* [WHAT IS REQUIRED] Give every entry again, unchanged, and leave its images out.

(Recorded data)
--*--
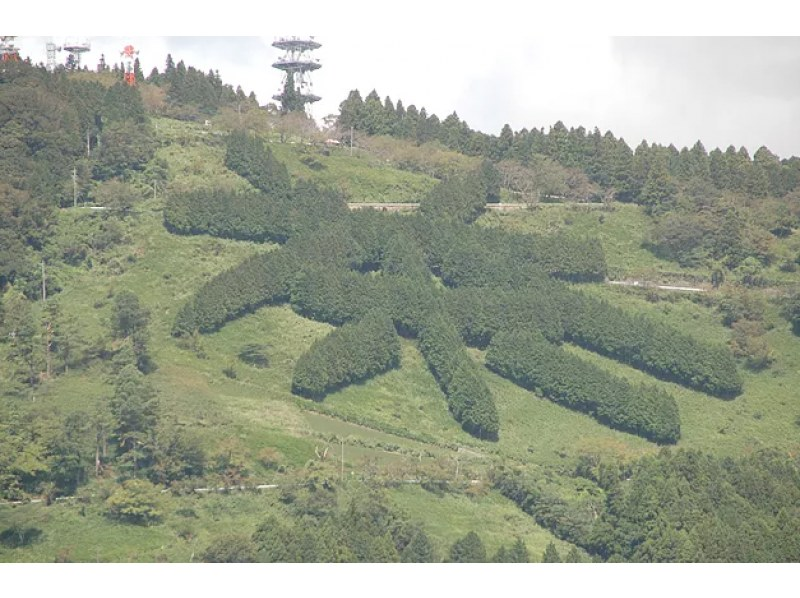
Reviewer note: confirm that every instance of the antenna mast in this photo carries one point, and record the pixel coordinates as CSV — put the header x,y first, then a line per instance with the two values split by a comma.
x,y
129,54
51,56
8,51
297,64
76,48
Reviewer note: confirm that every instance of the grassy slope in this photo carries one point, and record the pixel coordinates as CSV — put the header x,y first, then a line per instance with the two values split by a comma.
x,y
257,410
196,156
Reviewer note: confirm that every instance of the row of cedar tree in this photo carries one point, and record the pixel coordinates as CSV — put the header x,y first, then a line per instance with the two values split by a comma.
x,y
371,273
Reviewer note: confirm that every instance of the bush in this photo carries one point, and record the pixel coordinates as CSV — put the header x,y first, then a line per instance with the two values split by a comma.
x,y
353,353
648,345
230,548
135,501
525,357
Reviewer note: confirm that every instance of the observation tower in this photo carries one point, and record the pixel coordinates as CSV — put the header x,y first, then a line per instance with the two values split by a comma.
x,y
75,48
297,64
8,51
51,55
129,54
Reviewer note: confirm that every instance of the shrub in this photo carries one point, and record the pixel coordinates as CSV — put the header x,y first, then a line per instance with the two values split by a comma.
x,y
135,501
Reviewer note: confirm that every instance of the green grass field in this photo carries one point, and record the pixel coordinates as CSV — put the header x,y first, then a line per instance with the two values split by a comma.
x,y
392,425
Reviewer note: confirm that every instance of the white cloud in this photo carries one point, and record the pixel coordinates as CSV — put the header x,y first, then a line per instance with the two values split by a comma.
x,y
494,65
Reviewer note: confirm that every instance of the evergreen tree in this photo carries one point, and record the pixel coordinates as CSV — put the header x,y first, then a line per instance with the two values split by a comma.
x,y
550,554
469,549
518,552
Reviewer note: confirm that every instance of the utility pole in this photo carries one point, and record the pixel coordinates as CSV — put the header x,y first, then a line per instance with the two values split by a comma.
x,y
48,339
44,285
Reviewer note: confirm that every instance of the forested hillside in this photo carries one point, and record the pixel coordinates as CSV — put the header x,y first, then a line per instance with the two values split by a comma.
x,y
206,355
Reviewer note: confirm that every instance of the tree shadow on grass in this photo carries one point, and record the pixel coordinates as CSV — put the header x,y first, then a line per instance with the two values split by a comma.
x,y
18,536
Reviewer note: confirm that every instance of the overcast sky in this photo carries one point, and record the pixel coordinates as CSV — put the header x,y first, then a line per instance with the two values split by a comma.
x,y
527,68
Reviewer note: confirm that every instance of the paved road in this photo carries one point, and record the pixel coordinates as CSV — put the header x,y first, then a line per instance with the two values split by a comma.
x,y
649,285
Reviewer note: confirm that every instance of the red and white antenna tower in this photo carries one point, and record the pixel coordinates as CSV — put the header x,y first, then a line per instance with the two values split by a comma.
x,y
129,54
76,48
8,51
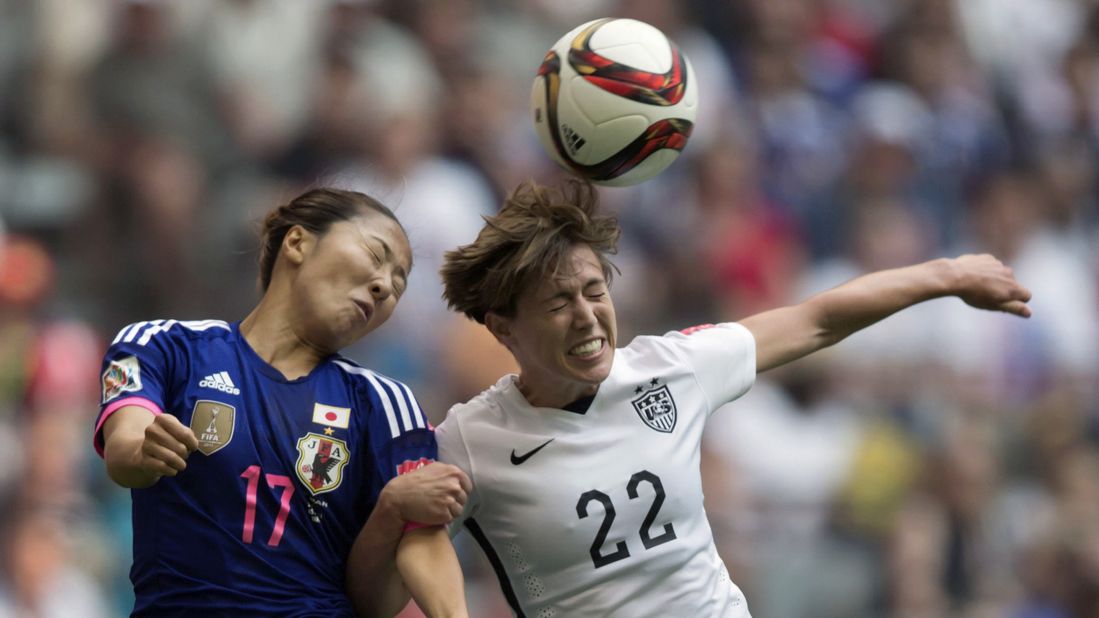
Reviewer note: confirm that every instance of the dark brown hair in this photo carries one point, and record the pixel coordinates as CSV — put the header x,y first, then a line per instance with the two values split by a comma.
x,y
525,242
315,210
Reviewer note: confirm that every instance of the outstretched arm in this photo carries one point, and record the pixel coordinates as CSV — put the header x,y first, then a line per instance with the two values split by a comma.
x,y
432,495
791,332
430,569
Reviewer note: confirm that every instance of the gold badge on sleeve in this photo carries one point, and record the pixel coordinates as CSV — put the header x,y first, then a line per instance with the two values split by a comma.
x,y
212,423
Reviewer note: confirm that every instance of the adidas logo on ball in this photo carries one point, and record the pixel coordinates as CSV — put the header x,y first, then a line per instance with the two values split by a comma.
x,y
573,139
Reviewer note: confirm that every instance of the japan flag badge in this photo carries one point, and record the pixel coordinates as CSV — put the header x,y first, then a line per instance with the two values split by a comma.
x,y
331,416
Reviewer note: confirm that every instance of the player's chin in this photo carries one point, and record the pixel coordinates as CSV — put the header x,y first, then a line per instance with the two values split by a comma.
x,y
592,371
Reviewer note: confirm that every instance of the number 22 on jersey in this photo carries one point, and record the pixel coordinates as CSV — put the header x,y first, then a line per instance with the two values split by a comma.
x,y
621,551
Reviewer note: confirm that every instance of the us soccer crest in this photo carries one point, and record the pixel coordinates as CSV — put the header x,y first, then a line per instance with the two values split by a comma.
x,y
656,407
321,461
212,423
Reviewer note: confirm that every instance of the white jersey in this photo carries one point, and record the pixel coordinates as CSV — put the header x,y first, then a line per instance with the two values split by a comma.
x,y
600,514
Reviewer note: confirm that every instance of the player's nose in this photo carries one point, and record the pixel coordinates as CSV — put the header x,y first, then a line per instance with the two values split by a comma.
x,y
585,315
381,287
--*--
* [ANSWER TO THE EXERCISE]
Reviewer note: confirm that every instance of the antenna mast in this photo carries one point, and record the pixel coordinates as CSV — put the header x,y first, then a line per instance with the two values split by a comma.
x,y
129,54
51,56
8,51
297,64
76,48
Reviewer note: confirm that every instance of the grassy slope in this photo carries one point, and record the pixel coordinates as CSV — put the header x,y first, then a line per instance with the two values split by a comma.
x,y
257,410
196,156
Reviewer note: confirm that every instance of the row of cedar tree in this photo carries one point, and record the pixel coordinates as CSV — put the header x,y first, then a line per instance with the two values split by a comma.
x,y
371,273
Reviewer note: confirm that every instance of the bush in this photo carries one point, and record the pixel coordinates as CSV — put the header x,y first, then a line per instance with the two values split by a comma.
x,y
353,353
648,345
230,548
135,501
525,357
Reviewer note: confirm that every instance of the observation tower in this photo carries one point, and record the pixel coordinates as CSV — put the header x,y first, then a line per instance with the two values split by a comma.
x,y
75,48
297,64
8,51
51,55
129,54
Reviewer note: confirm that every instance of the shrub in this photo carries one point, and record the pixel coordinates as CSV — put the header x,y first, then a line per instance with the two values split by a comma.
x,y
135,501
Reviewer note: confirm that every instance of the green grass field in this photo carries one point, and record the pixel coordinates as CSV — put the header x,y first, then a line per instance with the two values split by a comma.
x,y
392,425
Reviewer note: confirm that every instance of the white cloud in this photo carries one point, and record the pixel coordinates as CSV — put the header x,y first, then a line per instance with the two values split by a comma.
x,y
494,65
Reviewer note: confirm that every instance of the evergreen tree in this photo carries one point, and record the pixel coordinates as CSV — put the header x,y first, then a line per instance with the two values split by a comma.
x,y
550,554
469,549
518,552
Reviewer note: confirm that every instance of the utility pole in this photo carries one point, and record the pixel coordinates as CSV — put the header x,y first, then a line per instance with the two values split by a comma.
x,y
48,339
44,285
Reviewer note: confirm that every instance of the forested hillside in this photo carries one point, and record the pixel coordinates as CSV — put the header x,y first, then a line per instance with the two values split by a comma.
x,y
206,355
Reviewer note: confirm that every instance of the tree shadow on grass in this photo carries one point, and record the pixel coordinates as CSV — put the header x,y first, then a line per instance with the two values split by a comma.
x,y
18,536
Reviewer note: confirm that every instance of the overcast sky in this photo carries one point, and record the pixel coordinates as CSV — put the header x,y first, then a line per instance with the two values split by a comma.
x,y
527,68
Reviewer note: confirm that every instance of the paved road in this photo carries one point, and record the pixel coordinates as CSV — put the header x,y first, then a line per instance with the two values split by a comma.
x,y
649,285
Reviewer note: confirm that every instance of the red and white antenna tower in this photo carries one point, and record the pixel coordinates as CSV — put the header x,y first, then a line per instance with the two values split by a comma.
x,y
129,54
76,48
8,51
Reviewer note: confirm that every instance of the dark brown hair in this photo carries one point, and record the pixel coordinates as CSV — put the header x,y first, then a line per instance with the two values split by a comma.
x,y
525,242
315,210
Reviewer note: confirm that every instance of the outstretched arm in this photo carries one point, and record the pixel coordinates as CSV — put the header x,y first, then a line per instance with the two values split by a comma.
x,y
432,495
791,332
430,569
Reviewer note: confirm that every instance of the gold badge on sleeve in this photo carries one point, and record the pixel coordinates as CSV — put the header x,y first, then a line per instance with the two values split by a comma.
x,y
212,423
Reviewer note: confirm that every instance of the adidas logo on ball in this photo carries one point, and record the pixel coordinates as CSV — put the header x,y first, then a line per instance with the two values split by a comma.
x,y
573,139
Reviewer note: confirm that every instance of the japan flag badge in this photo carries one point, and record the pixel coordinates as CSV — put the header x,y first, then a line per instance with the two values split by a comma.
x,y
331,416
Reviewer note: confirm that every instance of the player's chin in this photo carries one point, and record the pixel coordinates as CSV — put the header x,y first, then a line per instance with the two values split by a comma.
x,y
592,371
Reviewer note: confirm that every instance of the number 22 on jersey in this photo carries one point, and record the pixel coordinates as CSV — put the header x,y first, then a line per instance with the two values split by a comma.
x,y
621,551
Reviewer note: confirm that every instance of the us soccer crest in this photo carries one point, and record the pixel coordinates as CSV — put the header x,y first, then a line per instance with the two values split by a comma.
x,y
656,407
321,461
212,423
Reviewer note: confirm that every instance of the white jersey in this photo carries one point, and record the pixel coordinates as CSV — put the header x,y first, then a line per instance with the two values split by a comma.
x,y
600,514
Reviewer note: confirm that every instance of the player's nose in this photo carries one point, and record the pixel coordinates as CSV — put the header x,y first, then a line per instance with the two values split by a comma.
x,y
585,315
381,287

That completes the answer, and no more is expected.